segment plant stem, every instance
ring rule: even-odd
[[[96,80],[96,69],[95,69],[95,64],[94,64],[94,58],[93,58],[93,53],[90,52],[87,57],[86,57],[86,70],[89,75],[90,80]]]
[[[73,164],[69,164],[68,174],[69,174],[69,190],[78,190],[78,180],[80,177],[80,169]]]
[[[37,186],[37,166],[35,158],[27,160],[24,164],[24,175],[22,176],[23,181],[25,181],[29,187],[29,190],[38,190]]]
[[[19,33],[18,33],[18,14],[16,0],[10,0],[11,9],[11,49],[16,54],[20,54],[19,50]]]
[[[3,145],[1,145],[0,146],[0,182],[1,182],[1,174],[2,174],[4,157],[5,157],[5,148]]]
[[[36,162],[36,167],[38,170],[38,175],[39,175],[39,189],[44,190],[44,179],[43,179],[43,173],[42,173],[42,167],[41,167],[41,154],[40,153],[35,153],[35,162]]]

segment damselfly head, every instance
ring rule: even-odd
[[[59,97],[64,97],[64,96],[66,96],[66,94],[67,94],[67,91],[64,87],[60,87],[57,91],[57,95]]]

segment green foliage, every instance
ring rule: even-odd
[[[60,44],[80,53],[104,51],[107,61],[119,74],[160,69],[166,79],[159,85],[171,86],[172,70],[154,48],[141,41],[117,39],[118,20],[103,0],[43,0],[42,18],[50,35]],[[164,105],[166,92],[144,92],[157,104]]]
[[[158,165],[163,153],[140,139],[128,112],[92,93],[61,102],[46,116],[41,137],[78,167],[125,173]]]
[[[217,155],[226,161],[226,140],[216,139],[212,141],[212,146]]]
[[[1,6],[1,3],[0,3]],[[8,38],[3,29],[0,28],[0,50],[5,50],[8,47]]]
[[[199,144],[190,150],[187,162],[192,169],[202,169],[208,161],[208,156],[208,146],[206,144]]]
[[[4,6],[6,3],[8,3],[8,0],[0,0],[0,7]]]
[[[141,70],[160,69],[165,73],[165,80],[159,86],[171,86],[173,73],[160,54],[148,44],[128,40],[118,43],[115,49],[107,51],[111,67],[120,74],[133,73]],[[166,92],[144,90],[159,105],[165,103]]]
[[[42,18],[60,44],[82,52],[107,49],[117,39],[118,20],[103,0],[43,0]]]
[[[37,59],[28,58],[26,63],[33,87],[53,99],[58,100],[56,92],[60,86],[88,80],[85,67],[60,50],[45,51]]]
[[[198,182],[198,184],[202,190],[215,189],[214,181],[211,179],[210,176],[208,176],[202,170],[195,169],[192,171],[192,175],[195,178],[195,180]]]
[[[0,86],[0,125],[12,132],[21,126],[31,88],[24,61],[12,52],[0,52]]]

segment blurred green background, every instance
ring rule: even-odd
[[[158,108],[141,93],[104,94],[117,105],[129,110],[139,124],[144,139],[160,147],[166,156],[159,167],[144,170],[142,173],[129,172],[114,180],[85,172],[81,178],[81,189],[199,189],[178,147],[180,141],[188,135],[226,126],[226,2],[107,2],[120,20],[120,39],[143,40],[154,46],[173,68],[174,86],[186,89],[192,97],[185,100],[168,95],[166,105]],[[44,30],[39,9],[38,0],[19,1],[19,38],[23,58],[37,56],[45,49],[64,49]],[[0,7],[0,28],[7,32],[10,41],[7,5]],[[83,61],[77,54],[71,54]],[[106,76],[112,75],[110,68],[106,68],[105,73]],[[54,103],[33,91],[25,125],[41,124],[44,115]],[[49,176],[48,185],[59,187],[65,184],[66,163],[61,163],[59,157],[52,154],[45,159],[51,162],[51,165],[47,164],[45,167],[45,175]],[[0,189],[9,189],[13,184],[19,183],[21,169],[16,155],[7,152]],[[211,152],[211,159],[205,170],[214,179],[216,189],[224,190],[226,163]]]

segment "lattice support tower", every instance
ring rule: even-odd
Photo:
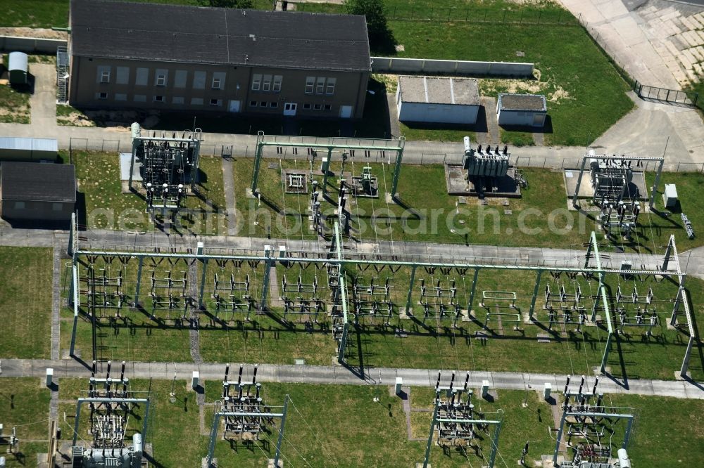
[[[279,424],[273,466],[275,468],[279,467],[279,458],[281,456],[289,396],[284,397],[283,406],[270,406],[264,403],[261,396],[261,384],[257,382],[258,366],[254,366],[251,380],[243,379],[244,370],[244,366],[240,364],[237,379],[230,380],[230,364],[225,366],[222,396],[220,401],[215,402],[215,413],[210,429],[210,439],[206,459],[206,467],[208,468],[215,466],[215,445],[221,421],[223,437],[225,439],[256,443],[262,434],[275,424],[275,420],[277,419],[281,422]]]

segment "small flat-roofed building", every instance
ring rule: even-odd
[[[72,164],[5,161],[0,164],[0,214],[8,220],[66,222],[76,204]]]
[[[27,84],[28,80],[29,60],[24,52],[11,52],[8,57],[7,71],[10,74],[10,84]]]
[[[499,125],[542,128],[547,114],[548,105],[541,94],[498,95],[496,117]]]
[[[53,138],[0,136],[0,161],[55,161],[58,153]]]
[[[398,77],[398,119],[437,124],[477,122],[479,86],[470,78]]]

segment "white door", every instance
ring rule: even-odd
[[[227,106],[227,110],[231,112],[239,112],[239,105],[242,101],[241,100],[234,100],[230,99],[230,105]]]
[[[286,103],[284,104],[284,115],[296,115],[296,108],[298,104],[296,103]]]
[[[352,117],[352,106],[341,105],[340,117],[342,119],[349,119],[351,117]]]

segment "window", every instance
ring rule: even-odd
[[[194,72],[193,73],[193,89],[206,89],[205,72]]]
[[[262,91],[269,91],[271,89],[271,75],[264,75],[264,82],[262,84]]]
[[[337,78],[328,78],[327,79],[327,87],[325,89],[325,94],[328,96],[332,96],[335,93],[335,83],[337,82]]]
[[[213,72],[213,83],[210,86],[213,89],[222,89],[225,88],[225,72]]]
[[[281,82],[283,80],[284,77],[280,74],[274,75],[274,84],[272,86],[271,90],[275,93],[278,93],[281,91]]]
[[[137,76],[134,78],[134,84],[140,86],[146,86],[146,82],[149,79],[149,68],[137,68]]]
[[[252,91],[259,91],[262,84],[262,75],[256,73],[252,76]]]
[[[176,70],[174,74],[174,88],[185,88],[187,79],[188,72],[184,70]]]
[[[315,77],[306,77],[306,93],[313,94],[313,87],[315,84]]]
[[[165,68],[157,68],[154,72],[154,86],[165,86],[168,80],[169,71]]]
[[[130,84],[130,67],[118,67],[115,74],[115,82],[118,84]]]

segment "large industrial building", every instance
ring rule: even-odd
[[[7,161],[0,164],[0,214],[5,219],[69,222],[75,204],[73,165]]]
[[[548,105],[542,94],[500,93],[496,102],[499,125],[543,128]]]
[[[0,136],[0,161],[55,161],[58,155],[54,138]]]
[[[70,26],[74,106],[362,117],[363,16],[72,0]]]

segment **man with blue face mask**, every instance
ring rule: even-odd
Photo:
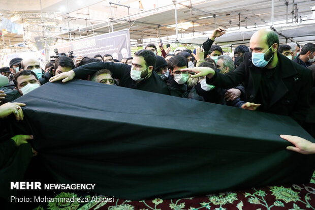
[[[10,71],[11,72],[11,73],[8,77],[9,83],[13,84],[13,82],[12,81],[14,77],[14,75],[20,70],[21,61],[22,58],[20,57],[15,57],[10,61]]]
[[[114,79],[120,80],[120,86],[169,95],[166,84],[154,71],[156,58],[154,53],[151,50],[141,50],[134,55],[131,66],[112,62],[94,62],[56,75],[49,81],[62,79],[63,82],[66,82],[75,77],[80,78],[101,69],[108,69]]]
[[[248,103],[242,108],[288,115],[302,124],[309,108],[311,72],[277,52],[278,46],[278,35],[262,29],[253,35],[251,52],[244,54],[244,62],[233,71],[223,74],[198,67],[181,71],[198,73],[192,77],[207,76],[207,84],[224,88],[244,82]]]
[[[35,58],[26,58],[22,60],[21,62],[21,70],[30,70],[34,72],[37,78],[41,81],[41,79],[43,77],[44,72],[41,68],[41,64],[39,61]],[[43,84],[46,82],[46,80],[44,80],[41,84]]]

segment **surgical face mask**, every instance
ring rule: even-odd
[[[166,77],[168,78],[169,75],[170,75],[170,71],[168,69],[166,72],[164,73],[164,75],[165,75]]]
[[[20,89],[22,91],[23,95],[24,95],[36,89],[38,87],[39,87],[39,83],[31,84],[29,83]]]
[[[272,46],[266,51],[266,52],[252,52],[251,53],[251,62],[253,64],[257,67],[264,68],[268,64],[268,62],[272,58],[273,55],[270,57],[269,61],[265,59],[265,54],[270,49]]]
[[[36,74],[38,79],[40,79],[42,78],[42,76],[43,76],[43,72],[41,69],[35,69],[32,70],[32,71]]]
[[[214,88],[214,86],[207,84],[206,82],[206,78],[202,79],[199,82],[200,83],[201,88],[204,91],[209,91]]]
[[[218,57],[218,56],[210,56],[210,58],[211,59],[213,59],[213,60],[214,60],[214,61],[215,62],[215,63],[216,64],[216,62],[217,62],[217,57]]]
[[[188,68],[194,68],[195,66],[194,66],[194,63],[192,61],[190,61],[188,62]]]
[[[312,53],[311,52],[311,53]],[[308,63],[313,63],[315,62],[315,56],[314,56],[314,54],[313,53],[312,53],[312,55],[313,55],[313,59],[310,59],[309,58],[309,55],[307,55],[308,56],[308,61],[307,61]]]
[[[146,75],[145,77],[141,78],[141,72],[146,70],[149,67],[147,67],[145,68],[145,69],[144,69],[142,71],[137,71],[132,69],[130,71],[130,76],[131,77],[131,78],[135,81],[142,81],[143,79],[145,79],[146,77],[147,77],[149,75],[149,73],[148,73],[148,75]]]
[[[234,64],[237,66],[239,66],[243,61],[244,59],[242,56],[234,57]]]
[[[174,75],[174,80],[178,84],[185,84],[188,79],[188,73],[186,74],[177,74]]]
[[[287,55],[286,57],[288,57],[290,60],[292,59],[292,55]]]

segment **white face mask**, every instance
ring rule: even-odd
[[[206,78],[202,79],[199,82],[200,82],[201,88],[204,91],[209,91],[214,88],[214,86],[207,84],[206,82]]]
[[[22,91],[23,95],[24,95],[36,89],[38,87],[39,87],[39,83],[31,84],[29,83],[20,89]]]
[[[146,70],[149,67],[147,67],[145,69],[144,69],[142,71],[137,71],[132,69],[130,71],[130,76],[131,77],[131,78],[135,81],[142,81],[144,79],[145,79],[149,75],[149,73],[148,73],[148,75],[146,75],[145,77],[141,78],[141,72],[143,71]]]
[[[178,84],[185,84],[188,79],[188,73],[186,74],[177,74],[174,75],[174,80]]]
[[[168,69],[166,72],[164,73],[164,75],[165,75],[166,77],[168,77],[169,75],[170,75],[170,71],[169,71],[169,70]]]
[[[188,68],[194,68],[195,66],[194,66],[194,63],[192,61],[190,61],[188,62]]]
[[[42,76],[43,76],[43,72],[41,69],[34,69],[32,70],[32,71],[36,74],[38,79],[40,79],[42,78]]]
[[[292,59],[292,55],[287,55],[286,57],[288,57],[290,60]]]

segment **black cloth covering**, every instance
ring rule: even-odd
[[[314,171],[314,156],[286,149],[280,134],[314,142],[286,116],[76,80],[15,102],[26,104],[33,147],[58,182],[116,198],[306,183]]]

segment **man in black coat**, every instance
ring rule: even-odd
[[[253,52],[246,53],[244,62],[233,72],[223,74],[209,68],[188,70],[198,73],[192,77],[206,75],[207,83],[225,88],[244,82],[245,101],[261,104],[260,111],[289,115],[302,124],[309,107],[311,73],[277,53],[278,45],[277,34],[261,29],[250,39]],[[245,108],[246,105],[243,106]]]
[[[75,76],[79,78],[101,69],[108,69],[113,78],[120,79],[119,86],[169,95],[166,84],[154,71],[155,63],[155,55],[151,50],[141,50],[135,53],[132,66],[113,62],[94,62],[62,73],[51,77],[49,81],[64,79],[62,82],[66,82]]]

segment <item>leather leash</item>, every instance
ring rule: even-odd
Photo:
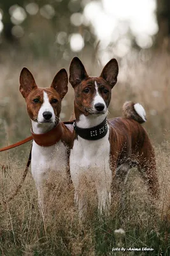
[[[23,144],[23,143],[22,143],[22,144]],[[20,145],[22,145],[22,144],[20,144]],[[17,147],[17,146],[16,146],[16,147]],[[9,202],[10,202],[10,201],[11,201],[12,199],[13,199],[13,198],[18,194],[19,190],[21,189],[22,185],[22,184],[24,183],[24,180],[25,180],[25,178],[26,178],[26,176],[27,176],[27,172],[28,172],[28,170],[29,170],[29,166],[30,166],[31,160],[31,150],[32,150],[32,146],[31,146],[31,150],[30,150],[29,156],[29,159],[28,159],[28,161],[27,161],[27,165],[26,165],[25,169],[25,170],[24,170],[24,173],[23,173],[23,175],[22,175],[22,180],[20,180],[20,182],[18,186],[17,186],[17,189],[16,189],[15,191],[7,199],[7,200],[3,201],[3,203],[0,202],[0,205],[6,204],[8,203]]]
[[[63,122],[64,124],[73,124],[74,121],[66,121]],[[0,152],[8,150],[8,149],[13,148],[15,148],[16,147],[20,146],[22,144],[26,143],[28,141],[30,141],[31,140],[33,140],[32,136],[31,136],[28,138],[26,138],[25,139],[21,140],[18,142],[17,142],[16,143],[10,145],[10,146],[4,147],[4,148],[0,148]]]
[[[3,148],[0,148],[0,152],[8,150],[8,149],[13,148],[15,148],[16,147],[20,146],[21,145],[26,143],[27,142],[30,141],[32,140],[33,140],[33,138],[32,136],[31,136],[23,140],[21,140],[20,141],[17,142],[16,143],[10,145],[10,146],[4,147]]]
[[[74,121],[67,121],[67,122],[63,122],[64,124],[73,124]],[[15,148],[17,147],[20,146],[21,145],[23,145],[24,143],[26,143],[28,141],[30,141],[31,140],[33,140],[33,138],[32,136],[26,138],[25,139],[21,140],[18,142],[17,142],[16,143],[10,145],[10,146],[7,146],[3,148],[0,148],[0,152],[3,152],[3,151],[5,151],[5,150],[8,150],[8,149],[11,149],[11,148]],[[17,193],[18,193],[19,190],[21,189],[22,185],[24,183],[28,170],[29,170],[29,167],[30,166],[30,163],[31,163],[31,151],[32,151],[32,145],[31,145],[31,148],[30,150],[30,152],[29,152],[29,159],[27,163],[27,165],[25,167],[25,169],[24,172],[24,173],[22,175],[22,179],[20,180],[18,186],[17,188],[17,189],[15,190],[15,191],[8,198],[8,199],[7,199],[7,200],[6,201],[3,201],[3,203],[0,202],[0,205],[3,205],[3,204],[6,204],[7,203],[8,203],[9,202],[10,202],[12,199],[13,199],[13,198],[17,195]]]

[GOAL]: Turn everything in the records above from the line containing "segment **surgical face" down to the line containing "[[[287,55],[286,57],[288,57],[290,60],[292,59],[292,55]]]" into a Markdown table with the columns Row and Record line. Number each line in the Row column and leave out any blank lines.

[SOLUTION FOR THIS EXERCISE]:
| Row | Record line |
|---|---|
| 1 | segment **surgical face mask**, every instance |
| 2 | ring rule: even-odd |
| 3 | [[[166,77],[168,78],[169,75],[170,75],[170,71],[168,69],[166,72],[164,73],[164,75],[165,75]]] |
| 4 | [[[20,89],[22,91],[23,95],[24,95],[36,89],[38,87],[39,87],[39,83],[31,84],[29,83]]] |
| 5 | [[[272,46],[266,51],[266,52],[252,52],[251,53],[251,62],[253,64],[257,67],[264,68],[268,64],[268,62],[272,58],[273,55],[270,57],[269,61],[265,59],[265,54],[270,49]]] |
| 6 | [[[36,74],[38,79],[40,79],[42,78],[42,76],[43,76],[43,72],[41,69],[35,69],[32,70],[32,71]]] |
| 7 | [[[214,88],[214,86],[207,84],[206,82],[206,78],[202,79],[199,82],[200,83],[201,88],[204,91],[209,91]]] |
| 8 | [[[218,57],[218,56],[210,56],[210,58],[211,59],[213,59],[213,60],[214,60],[214,61],[215,62],[215,63],[216,64],[216,62],[217,62],[217,57]]] |
| 9 | [[[188,68],[194,68],[195,66],[194,66],[194,63],[192,61],[190,61],[188,62]]] |
| 10 | [[[312,53],[311,52],[311,53]],[[308,63],[313,63],[315,62],[315,56],[314,56],[314,54],[313,53],[312,53],[312,55],[313,55],[313,59],[310,59],[309,58],[309,55],[307,55],[308,56],[308,61],[307,61]]] |
| 11 | [[[146,75],[145,77],[141,78],[141,72],[146,70],[149,67],[147,67],[145,68],[145,69],[144,69],[142,71],[137,71],[132,69],[130,71],[130,76],[131,77],[131,78],[135,81],[142,81],[143,79],[145,79],[146,77],[147,77],[149,75],[149,73],[148,73],[148,75]]] |
| 12 | [[[234,64],[237,66],[239,66],[243,61],[244,59],[242,56],[234,57]]] |
| 13 | [[[174,75],[174,80],[178,84],[185,84],[188,79],[188,73],[186,74],[177,74]]] |
| 14 | [[[287,55],[286,57],[288,57],[290,60],[292,59],[292,55]]] |